Aim of the exercise - Two lines mark the range in the entries below: the one holding "box: [697, 626, 730, 663]" and the one holding "positive clicks: (712, 660) (702, 643)". Set down those two and all lines between them, exactly.

Source material -
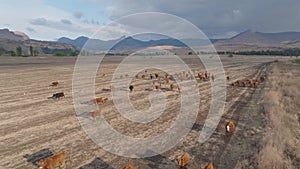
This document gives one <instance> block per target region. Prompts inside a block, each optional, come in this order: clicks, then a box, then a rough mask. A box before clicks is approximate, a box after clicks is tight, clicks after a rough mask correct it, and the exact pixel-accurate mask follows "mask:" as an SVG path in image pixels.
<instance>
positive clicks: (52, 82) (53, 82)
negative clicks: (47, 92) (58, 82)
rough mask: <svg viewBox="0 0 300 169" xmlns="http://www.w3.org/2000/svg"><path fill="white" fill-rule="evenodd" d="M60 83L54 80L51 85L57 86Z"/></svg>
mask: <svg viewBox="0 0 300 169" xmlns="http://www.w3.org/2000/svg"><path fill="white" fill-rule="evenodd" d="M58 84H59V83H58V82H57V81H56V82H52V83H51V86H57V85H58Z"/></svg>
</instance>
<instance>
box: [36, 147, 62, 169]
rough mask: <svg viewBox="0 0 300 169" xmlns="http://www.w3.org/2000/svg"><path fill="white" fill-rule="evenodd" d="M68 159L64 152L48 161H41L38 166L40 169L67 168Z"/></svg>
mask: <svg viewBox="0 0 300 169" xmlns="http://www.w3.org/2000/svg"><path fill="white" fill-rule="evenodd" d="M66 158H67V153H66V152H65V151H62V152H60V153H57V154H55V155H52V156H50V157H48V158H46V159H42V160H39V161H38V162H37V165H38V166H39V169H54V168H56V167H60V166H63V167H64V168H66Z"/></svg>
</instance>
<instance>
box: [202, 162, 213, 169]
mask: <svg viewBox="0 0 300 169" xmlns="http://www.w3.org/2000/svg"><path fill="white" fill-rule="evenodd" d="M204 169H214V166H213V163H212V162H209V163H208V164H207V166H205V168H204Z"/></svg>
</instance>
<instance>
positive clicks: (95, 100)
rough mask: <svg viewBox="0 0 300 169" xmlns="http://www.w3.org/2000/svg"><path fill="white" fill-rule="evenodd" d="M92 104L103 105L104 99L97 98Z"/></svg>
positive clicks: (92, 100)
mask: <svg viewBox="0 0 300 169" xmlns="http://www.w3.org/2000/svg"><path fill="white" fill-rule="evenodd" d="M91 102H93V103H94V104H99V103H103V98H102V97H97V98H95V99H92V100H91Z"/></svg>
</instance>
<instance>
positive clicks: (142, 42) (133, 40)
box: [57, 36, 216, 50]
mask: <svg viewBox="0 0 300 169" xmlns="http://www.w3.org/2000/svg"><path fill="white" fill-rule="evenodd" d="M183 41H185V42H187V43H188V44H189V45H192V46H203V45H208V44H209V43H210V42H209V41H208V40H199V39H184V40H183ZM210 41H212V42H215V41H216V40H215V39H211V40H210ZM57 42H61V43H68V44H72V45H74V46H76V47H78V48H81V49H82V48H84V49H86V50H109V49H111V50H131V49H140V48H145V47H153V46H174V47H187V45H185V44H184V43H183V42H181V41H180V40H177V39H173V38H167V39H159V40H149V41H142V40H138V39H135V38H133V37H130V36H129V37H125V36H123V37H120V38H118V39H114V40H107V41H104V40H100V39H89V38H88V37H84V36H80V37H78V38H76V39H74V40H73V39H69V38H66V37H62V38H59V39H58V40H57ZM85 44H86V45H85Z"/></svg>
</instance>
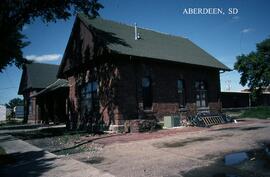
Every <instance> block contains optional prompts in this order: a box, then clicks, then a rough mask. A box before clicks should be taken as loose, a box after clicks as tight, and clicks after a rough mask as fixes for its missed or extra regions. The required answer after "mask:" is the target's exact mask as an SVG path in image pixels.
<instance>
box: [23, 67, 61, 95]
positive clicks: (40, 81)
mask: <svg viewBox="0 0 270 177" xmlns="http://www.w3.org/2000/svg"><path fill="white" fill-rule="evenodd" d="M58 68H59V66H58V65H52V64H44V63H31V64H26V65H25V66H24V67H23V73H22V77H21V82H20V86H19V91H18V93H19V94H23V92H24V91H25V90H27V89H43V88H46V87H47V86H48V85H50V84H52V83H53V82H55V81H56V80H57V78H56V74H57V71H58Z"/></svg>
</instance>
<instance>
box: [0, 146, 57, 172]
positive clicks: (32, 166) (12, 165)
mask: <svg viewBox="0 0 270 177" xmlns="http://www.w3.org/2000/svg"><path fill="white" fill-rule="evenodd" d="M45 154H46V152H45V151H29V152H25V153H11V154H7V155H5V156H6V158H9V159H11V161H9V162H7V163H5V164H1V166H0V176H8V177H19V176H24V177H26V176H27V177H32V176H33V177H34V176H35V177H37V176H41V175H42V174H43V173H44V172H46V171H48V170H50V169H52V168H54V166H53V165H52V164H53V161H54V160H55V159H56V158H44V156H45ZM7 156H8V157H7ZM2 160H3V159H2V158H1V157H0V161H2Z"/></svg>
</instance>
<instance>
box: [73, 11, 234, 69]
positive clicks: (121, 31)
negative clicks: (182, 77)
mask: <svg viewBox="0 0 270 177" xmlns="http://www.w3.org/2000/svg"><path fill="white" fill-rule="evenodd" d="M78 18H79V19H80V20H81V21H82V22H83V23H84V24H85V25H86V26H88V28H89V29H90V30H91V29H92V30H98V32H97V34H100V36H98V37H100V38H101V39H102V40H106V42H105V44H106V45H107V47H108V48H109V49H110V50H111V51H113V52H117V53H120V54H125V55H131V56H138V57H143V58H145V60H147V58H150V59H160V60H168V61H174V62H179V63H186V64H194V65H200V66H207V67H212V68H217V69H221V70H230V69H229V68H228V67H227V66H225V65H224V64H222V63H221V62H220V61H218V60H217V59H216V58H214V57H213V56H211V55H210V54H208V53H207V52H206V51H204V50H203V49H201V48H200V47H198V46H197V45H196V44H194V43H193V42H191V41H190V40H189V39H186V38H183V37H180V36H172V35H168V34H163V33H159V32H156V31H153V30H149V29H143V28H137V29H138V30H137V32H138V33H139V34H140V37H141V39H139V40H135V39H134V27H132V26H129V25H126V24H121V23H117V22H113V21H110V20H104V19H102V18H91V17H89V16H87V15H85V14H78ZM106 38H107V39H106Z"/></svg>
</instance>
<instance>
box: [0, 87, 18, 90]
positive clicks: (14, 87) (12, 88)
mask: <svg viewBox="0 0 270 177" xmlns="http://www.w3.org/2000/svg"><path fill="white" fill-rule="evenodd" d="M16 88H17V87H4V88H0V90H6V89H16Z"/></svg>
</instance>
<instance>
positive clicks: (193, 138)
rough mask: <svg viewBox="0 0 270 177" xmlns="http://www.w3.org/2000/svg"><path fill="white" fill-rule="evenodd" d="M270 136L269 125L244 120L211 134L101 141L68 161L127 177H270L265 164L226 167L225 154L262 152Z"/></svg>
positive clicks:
...
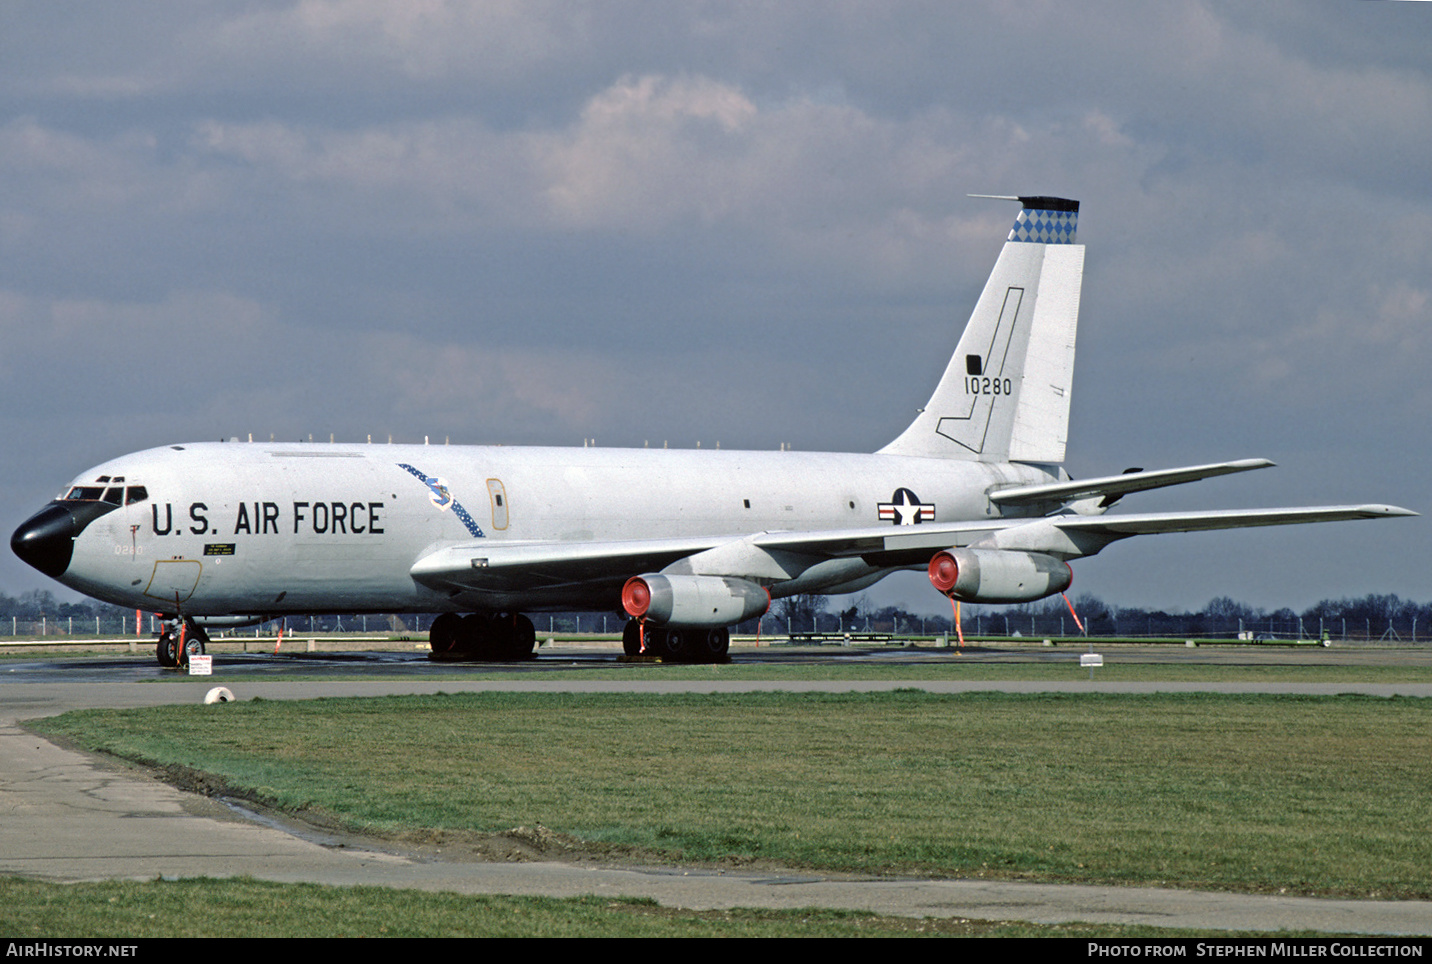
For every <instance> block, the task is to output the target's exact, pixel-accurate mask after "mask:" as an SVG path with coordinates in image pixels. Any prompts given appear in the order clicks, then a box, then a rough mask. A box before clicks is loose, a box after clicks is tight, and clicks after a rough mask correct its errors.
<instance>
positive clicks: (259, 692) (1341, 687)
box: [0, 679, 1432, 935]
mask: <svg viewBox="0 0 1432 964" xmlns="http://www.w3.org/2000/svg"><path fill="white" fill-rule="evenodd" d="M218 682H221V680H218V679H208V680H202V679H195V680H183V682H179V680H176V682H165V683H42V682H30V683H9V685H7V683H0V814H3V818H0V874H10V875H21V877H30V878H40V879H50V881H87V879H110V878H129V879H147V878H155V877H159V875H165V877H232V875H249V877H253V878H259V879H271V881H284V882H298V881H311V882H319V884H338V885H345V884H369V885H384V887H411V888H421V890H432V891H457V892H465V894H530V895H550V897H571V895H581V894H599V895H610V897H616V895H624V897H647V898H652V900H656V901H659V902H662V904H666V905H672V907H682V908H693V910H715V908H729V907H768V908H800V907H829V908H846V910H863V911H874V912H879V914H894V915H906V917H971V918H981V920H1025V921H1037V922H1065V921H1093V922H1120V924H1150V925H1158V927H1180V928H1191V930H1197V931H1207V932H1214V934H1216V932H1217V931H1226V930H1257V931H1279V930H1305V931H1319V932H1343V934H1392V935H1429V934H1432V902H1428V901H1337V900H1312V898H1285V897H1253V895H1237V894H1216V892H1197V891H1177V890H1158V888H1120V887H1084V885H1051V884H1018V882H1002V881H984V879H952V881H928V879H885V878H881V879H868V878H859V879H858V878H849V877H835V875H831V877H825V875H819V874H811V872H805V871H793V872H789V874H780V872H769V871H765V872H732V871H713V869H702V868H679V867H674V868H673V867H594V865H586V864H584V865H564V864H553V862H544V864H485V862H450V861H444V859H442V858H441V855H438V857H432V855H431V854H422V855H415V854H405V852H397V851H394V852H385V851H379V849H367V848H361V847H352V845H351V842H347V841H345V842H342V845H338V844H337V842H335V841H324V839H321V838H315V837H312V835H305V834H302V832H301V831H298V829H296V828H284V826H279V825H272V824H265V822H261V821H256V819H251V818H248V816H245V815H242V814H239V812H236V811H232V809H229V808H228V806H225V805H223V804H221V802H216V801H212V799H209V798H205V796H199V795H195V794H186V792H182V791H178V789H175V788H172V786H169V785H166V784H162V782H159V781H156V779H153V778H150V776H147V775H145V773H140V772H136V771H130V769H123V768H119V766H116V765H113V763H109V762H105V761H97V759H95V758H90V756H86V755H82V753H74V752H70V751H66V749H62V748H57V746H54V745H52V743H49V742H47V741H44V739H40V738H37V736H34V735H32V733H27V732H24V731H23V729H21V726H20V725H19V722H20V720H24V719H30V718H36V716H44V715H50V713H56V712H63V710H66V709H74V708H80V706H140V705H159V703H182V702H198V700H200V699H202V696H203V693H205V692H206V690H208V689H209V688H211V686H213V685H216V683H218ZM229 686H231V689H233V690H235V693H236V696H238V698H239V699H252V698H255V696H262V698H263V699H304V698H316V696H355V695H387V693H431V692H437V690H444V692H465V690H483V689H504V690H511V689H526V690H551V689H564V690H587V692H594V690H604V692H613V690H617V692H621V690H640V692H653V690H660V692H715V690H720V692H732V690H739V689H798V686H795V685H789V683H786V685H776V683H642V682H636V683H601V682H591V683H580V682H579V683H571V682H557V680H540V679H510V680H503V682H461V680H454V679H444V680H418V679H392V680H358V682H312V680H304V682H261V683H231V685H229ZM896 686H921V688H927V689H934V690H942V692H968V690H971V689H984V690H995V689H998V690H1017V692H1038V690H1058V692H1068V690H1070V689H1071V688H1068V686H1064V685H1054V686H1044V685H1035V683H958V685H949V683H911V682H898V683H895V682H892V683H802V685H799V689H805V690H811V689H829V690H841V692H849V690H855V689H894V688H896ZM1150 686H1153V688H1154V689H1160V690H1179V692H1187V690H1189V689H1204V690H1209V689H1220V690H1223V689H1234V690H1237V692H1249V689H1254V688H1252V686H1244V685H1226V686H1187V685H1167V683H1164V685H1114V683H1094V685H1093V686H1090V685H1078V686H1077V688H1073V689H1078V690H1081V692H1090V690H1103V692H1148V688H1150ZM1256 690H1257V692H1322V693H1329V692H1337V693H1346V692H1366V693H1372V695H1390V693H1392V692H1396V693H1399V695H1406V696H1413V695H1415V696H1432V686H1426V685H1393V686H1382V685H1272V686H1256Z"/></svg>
* * *
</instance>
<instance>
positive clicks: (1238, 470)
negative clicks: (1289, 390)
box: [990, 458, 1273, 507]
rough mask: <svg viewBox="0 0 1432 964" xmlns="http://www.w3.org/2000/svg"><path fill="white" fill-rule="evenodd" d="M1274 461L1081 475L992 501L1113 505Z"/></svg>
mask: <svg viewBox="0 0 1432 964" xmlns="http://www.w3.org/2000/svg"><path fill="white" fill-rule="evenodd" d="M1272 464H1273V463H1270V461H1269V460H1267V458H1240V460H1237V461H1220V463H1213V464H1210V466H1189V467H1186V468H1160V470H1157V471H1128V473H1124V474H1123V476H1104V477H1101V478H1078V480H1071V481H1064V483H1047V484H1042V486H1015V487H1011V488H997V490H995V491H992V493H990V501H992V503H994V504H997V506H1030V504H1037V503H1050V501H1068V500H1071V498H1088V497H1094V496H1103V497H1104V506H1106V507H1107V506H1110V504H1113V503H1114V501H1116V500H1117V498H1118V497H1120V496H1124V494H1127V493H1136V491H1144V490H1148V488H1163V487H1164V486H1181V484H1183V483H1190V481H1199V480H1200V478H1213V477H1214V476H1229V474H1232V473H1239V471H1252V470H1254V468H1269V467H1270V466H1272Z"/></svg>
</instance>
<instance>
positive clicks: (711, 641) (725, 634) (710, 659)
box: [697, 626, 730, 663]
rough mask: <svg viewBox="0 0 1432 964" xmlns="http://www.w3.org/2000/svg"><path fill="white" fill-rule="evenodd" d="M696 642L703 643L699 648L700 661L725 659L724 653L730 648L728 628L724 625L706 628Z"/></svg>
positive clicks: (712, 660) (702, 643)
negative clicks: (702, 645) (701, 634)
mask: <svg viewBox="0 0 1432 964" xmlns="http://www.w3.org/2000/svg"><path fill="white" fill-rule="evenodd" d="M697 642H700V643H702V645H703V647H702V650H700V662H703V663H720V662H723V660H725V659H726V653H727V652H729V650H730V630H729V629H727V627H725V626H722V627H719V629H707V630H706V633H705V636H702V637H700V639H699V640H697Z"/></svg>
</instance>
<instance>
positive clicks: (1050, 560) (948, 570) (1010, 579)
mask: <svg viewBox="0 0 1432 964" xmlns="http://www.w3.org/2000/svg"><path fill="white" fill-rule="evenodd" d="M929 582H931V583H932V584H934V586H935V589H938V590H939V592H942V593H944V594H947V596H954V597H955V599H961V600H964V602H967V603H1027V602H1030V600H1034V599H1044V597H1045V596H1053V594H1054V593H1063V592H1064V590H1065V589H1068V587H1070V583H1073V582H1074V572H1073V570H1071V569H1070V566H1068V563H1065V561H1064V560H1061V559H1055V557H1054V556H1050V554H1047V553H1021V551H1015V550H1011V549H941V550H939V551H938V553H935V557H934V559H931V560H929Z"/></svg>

Solution -
box: [697, 626, 730, 663]
rough mask: <svg viewBox="0 0 1432 964" xmlns="http://www.w3.org/2000/svg"><path fill="white" fill-rule="evenodd" d="M696 642L703 643L699 648L700 661L725 659L724 653L730 648L728 628L724 625L706 628Z"/></svg>
positive clicks: (712, 660) (702, 643)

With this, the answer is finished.